THE EXERCISE =
Reproduce the lines below without any changes, but leave the pictures out of your answer.

— Begin TASK INPUT —

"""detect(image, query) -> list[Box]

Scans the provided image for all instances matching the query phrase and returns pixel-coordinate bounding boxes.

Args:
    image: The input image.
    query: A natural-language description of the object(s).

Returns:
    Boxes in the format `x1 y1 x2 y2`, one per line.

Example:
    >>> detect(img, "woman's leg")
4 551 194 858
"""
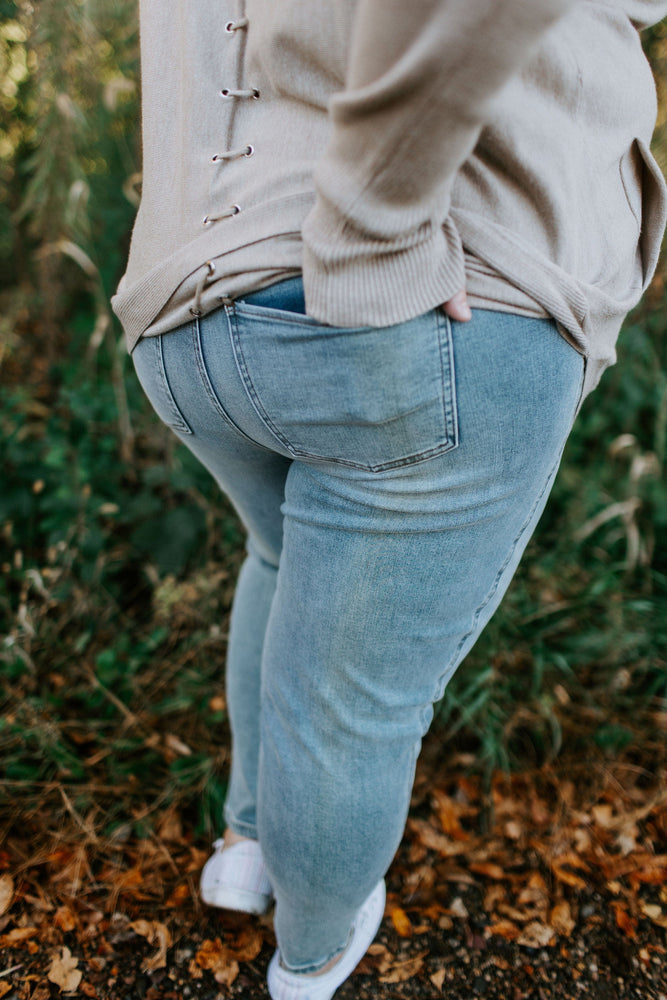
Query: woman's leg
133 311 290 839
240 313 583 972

— End TASK INPUT —

RIGHT ANSWER =
"""detect(image, query) -> list[Box]

Scans the provided image for all instances matching the query phrase and returns pixel-coordinate bounding boxes.

Args:
    image: The input image.
    query: A natural-language description of the object(s).

Returns:
    Boxes in the format `x1 y1 x2 y2`, one per line.

Example:
    >>> detect(img, "woman's leg")
4 551 194 858
"""
Query: woman's leg
133 311 290 839
240 313 583 972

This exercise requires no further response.